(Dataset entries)

◆ ◆ ◆ ◆

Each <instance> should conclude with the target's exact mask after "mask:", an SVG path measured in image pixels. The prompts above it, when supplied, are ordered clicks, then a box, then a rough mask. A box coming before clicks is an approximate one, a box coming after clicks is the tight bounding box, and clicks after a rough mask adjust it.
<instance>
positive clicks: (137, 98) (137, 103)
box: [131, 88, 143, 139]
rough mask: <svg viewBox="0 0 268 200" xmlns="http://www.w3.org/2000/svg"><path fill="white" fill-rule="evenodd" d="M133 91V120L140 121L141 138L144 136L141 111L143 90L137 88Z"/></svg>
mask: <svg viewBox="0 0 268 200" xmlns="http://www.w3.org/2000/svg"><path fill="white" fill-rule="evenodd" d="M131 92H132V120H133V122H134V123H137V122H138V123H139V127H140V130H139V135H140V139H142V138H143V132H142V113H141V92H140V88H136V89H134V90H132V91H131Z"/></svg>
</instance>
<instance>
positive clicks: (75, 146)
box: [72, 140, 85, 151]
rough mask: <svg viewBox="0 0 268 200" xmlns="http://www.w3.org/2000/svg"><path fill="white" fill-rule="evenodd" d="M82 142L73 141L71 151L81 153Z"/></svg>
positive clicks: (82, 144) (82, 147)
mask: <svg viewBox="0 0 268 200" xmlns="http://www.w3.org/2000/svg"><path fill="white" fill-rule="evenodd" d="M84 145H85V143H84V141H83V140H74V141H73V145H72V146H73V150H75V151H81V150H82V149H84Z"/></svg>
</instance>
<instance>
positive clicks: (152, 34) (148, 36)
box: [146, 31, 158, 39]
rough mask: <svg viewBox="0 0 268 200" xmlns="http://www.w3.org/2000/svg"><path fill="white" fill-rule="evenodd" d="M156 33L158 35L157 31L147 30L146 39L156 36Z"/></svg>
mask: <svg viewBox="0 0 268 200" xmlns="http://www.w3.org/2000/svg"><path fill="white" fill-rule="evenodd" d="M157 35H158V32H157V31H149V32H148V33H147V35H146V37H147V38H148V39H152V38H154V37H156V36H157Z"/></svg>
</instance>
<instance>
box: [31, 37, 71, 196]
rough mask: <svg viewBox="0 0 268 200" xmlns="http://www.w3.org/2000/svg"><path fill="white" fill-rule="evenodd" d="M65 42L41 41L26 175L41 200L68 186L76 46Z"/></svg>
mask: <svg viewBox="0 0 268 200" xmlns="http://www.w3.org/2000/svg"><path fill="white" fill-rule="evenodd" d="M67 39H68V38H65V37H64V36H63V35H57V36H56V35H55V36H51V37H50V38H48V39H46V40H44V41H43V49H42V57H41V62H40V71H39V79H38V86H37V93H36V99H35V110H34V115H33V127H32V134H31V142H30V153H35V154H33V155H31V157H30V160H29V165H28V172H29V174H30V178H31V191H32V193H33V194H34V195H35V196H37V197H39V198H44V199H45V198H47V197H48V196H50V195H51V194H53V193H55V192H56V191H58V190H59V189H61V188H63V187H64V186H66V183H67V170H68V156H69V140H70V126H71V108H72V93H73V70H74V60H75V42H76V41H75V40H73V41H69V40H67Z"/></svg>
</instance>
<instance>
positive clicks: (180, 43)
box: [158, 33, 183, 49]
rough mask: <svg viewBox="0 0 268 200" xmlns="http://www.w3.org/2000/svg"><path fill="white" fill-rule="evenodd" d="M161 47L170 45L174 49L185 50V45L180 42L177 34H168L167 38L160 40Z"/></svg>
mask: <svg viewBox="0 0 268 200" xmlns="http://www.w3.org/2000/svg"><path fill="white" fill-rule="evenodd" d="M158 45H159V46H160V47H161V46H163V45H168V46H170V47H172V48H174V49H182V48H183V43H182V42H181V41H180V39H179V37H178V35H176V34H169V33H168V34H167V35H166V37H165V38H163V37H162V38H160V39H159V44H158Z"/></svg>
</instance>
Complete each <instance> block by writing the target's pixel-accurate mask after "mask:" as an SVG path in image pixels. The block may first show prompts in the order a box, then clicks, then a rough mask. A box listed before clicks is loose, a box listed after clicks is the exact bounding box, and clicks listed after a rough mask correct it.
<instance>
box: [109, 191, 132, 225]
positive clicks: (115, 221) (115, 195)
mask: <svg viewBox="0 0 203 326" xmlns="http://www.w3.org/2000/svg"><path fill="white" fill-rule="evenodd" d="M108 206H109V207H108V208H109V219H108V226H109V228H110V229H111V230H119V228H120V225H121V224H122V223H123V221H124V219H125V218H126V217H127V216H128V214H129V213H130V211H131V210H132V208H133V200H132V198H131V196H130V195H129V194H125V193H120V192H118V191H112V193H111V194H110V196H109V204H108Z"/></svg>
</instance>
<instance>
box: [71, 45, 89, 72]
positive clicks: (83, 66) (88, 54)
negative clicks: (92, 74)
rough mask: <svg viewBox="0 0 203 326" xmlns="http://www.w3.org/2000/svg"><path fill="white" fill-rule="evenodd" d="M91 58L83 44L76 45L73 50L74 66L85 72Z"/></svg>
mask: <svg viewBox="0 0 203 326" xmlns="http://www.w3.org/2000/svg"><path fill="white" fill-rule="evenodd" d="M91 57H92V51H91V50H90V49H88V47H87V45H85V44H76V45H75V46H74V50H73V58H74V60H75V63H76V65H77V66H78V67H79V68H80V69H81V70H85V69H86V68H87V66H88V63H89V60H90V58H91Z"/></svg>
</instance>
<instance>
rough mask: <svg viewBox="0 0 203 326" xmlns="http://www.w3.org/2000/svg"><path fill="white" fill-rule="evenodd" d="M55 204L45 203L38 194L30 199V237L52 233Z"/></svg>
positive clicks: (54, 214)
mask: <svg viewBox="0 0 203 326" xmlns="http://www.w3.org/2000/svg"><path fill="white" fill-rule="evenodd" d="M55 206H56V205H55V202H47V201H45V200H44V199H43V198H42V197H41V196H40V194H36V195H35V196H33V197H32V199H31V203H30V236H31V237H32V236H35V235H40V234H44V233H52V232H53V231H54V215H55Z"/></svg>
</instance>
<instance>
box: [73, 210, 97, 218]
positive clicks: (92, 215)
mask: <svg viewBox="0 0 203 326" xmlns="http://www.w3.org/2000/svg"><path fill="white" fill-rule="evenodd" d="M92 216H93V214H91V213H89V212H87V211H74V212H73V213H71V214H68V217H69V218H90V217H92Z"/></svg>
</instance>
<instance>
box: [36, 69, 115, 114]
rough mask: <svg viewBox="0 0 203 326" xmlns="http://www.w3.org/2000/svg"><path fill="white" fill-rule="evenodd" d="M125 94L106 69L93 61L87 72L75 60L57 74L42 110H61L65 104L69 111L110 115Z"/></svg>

◆ ◆ ◆ ◆

:: Problem statement ::
Transcribe all of the data above, keeping each line exactly as it stands.

:: Answer below ::
Each <instance> should conclude with the target's exact mask after "mask:", an SVG path measured in image pixels. The prompts above it, when supplied, are ordered clicks, then a box, then a rough mask. A box coming before clicks is an approximate one, a box coming after clicks is the tight bounding box, and clicks after a rough mask adjust it.
<instance>
positive clicks: (137, 98) (137, 103)
box: [131, 88, 143, 139]
rough mask: <svg viewBox="0 0 268 200" xmlns="http://www.w3.org/2000/svg"><path fill="white" fill-rule="evenodd" d="M133 91V120L140 121L141 138L144 136L141 111L143 90L137 88Z"/></svg>
mask: <svg viewBox="0 0 268 200" xmlns="http://www.w3.org/2000/svg"><path fill="white" fill-rule="evenodd" d="M131 92H132V120H133V122H134V123H137V122H138V123H139V127H140V130H139V135H140V139H142V138H143V132H142V113H141V92H140V88H136V89H134V90H132V91H131Z"/></svg>
</instance>
<instance>
positive clicks: (75, 146)
box: [72, 140, 85, 151]
rough mask: <svg viewBox="0 0 268 200" xmlns="http://www.w3.org/2000/svg"><path fill="white" fill-rule="evenodd" d="M82 142L73 141L71 151L81 153Z"/></svg>
positive clicks: (82, 144) (82, 147)
mask: <svg viewBox="0 0 268 200" xmlns="http://www.w3.org/2000/svg"><path fill="white" fill-rule="evenodd" d="M84 145H85V143H84V141H83V140H74V141H73V145H72V146H73V150H75V151H81V150H82V149H84Z"/></svg>
</instance>
<instance>
positive clicks: (152, 34) (148, 36)
box: [146, 31, 158, 39]
rough mask: <svg viewBox="0 0 268 200" xmlns="http://www.w3.org/2000/svg"><path fill="white" fill-rule="evenodd" d="M156 33L158 35L157 31L147 30L146 39L156 36Z"/></svg>
mask: <svg viewBox="0 0 268 200" xmlns="http://www.w3.org/2000/svg"><path fill="white" fill-rule="evenodd" d="M157 35H158V32H157V31H149V32H148V33H147V35H146V37H147V38H148V39H152V38H154V37H156V36H157Z"/></svg>
</instance>
<instance>
box: [31, 37, 71, 196]
rough mask: <svg viewBox="0 0 268 200" xmlns="http://www.w3.org/2000/svg"><path fill="white" fill-rule="evenodd" d="M65 42L41 41L26 175L41 200L68 186L76 46Z"/></svg>
mask: <svg viewBox="0 0 268 200" xmlns="http://www.w3.org/2000/svg"><path fill="white" fill-rule="evenodd" d="M67 39H68V38H65V37H64V36H63V35H57V36H56V35H55V36H51V37H50V38H48V39H46V40H44V41H43V49H42V57H41V62H40V71H39V79H38V86H37V93H36V99H35V110H34V115H33V127H32V134H31V142H30V153H35V154H33V155H31V157H30V160H29V165H28V172H29V174H30V178H31V191H32V193H33V194H34V195H35V196H37V197H39V198H44V199H45V198H47V197H48V196H50V195H51V194H53V193H55V192H56V191H58V190H59V189H61V188H63V187H64V186H66V183H67V170H68V156H69V140H70V126H71V108H72V93H73V70H74V60H75V42H76V41H75V40H73V41H69V40H67Z"/></svg>
</instance>
<instance>
positive clicks: (180, 43)
box: [158, 33, 183, 49]
rough mask: <svg viewBox="0 0 268 200" xmlns="http://www.w3.org/2000/svg"><path fill="white" fill-rule="evenodd" d="M161 47L170 45L174 49L185 50V45L180 42L177 34H168L167 38L160 40Z"/></svg>
mask: <svg viewBox="0 0 268 200" xmlns="http://www.w3.org/2000/svg"><path fill="white" fill-rule="evenodd" d="M158 45H159V46H160V47H161V46H163V45H168V46H170V47H172V48H174V49H182V48H183V43H182V42H181V41H180V39H179V37H178V35H176V34H169V33H168V34H167V35H166V37H165V38H163V37H162V38H160V39H159V44H158Z"/></svg>
</instance>
Complete each <instance> block by writing the target's pixel-accurate mask after "mask:" as an SVG path in image pixels. The block may first show prompts in the order a box, then clicks, then a rough mask. A box listed before clicks is loose, a box listed after clicks is the exact bounding box, and clicks listed after a rough mask correct it.
<instance>
box: [109, 191, 132, 225]
positive clicks: (115, 221) (115, 195)
mask: <svg viewBox="0 0 203 326" xmlns="http://www.w3.org/2000/svg"><path fill="white" fill-rule="evenodd" d="M108 206H109V207H108V208H109V219H108V226H109V228H110V229H111V230H119V228H120V225H121V224H122V223H123V221H124V219H125V218H126V217H127V216H128V214H129V213H130V211H131V210H132V208H133V200H132V198H131V196H130V195H129V194H125V193H120V192H118V191H112V193H111V194H110V196H109V204H108Z"/></svg>
</instance>
<instance>
box: [71, 45, 89, 72]
positive clicks: (83, 66) (88, 54)
negative clicks: (92, 74)
rough mask: <svg viewBox="0 0 203 326" xmlns="http://www.w3.org/2000/svg"><path fill="white" fill-rule="evenodd" d="M91 58L83 44L76 45L73 50L74 66L85 72Z"/></svg>
mask: <svg viewBox="0 0 203 326" xmlns="http://www.w3.org/2000/svg"><path fill="white" fill-rule="evenodd" d="M91 57H92V51H91V50H90V49H88V47H87V45H85V44H76V45H75V46H74V50H73V58H74V60H75V63H76V65H77V66H78V67H79V68H80V69H81V70H85V69H86V68H87V66H88V63H89V60H90V58H91Z"/></svg>
</instance>
<instance>
rough mask: <svg viewBox="0 0 203 326" xmlns="http://www.w3.org/2000/svg"><path fill="white" fill-rule="evenodd" d="M55 204L45 203L38 194L30 199V237L52 233Z"/></svg>
positive clicks: (54, 214)
mask: <svg viewBox="0 0 203 326" xmlns="http://www.w3.org/2000/svg"><path fill="white" fill-rule="evenodd" d="M55 206H56V205H55V202H47V201H45V200H44V199H43V198H42V197H41V196H40V194H36V195H35V196H33V197H32V199H31V203H30V236H31V237H32V236H35V235H40V234H44V233H52V232H53V231H54V215H55Z"/></svg>
</instance>
<instance>
box: [73, 210, 97, 218]
positive clicks: (92, 215)
mask: <svg viewBox="0 0 203 326" xmlns="http://www.w3.org/2000/svg"><path fill="white" fill-rule="evenodd" d="M92 216H93V214H91V213H89V212H87V211H74V212H73V213H71V214H68V217H69V218H90V217H92Z"/></svg>
</instance>
<instance>
box: [36, 69, 115, 114]
rough mask: <svg viewBox="0 0 203 326" xmlns="http://www.w3.org/2000/svg"><path fill="white" fill-rule="evenodd" d="M125 94L106 69L93 61L87 72L75 60L57 74L42 110H61L65 104L69 111L110 115Z"/></svg>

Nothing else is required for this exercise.